Exercise directions:
Every line of the listing below must be printed again exactly, apart from its pictures.

Provided material:
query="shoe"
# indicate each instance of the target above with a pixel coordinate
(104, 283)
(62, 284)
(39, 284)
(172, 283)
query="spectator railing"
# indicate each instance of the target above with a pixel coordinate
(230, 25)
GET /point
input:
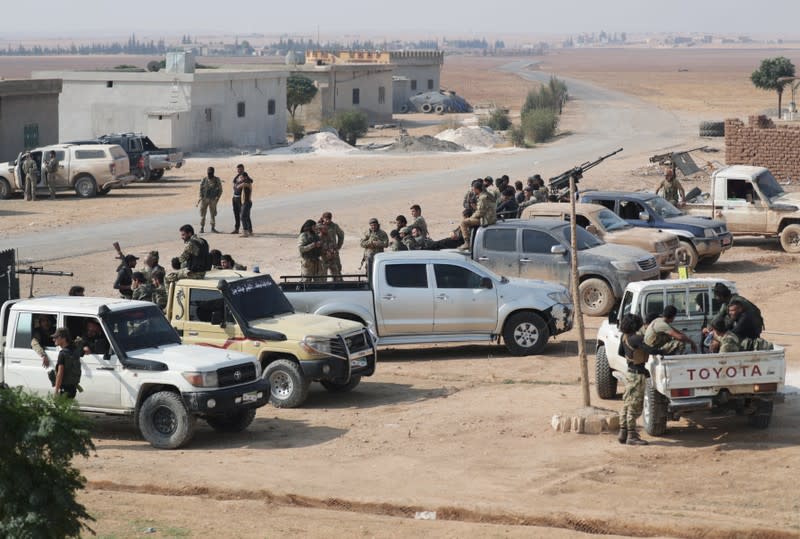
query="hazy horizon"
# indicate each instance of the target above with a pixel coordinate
(347, 18)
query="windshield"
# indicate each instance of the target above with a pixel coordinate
(662, 207)
(611, 221)
(769, 185)
(257, 297)
(139, 328)
(585, 239)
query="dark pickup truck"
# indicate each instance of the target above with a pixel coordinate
(702, 240)
(148, 161)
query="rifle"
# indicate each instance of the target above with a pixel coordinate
(559, 185)
(33, 271)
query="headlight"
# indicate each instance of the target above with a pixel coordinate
(560, 297)
(624, 265)
(317, 345)
(201, 379)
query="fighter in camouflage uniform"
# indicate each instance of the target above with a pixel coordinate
(310, 247)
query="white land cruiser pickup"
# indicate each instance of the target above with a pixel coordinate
(418, 297)
(747, 382)
(147, 373)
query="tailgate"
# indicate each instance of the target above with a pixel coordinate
(721, 370)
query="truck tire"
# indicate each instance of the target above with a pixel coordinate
(85, 186)
(334, 387)
(790, 238)
(761, 417)
(596, 296)
(288, 388)
(525, 334)
(233, 422)
(165, 422)
(5, 189)
(687, 254)
(654, 413)
(604, 377)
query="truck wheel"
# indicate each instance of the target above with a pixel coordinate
(5, 189)
(708, 260)
(604, 377)
(687, 254)
(525, 334)
(790, 239)
(165, 422)
(288, 388)
(334, 387)
(761, 417)
(596, 296)
(654, 413)
(86, 187)
(232, 422)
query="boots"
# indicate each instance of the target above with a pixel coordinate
(633, 439)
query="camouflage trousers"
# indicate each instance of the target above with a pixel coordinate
(332, 266)
(632, 400)
(311, 269)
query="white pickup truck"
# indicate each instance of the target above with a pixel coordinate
(752, 203)
(145, 371)
(418, 297)
(747, 382)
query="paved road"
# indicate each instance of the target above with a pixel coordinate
(612, 120)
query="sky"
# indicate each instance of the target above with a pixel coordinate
(387, 19)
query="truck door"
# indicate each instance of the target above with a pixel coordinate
(23, 366)
(742, 207)
(460, 303)
(537, 261)
(404, 299)
(497, 249)
(101, 378)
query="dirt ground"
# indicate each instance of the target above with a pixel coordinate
(460, 430)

Task solution:
query="shoe"
# indicate each instance of the target above with a pixel coordinate
(104, 283)
(62, 284)
(39, 284)
(172, 283)
query="spectator railing"
# indicate each instance of the target above with a pixel coordinate
(230, 25)
GET /point
input:
query="hazy horizon"
# indicate each instance of the target above with a pixel coordinate
(347, 18)
query="windshield"
# indicate each instance of the target above with a pixel coordinate
(662, 207)
(611, 221)
(769, 185)
(257, 297)
(139, 328)
(585, 239)
query="dark pickup truck"
# indicate each instance of the target above with a pixel coordinate
(702, 240)
(148, 161)
query="rifle"
# indicate each instance of the target above with a pixel coordinate
(559, 185)
(33, 271)
query="headlight"
# indicate each instance of the target above with a pixel coordinate
(560, 297)
(624, 265)
(317, 345)
(201, 379)
query="fighter in camouflage uniform"
# indicate each instance of the target above with a pixel coordinate
(310, 247)
query="white land cruiser pickup"
# indicate each instance of the target above with a pixel coordinate
(418, 297)
(747, 382)
(147, 373)
query="tailgate"
# indicate each instance of the target above with a pixel coordinate
(721, 370)
query="truck tire"
# indicate each instance of the target above with a pixel coordinate
(85, 186)
(334, 387)
(790, 238)
(761, 417)
(596, 296)
(288, 388)
(525, 334)
(233, 422)
(165, 422)
(5, 189)
(687, 254)
(654, 413)
(604, 377)
query="truck wheel"
# indicate each instance of the target above with a pixel coordinate
(5, 189)
(708, 260)
(604, 377)
(687, 254)
(525, 334)
(790, 239)
(165, 422)
(288, 388)
(334, 387)
(761, 417)
(596, 296)
(654, 413)
(86, 187)
(232, 422)
query="boots"
# indicate each instance of the target above with a pixel coordinate
(633, 439)
query="camouflage trousers"
# indicate each instance of the target above with a pixel coordinate
(332, 266)
(632, 400)
(311, 269)
query="white pickup truck"
# indicate each instance of the target above with a pixel coordinate
(752, 203)
(145, 371)
(418, 297)
(747, 382)
query="paved road"
# indicate each instance of the target above with a pixel coordinate
(612, 120)
query="sky"
# indicate each instance of the target above with a pixel coordinate
(387, 19)
query="truck door"
# indicate each instance of the target above with a pixel coordinate
(23, 366)
(742, 207)
(460, 303)
(537, 261)
(404, 299)
(497, 249)
(101, 378)
query="dirt ground"
# indicate each instance of the target above with a pixel coordinate
(460, 430)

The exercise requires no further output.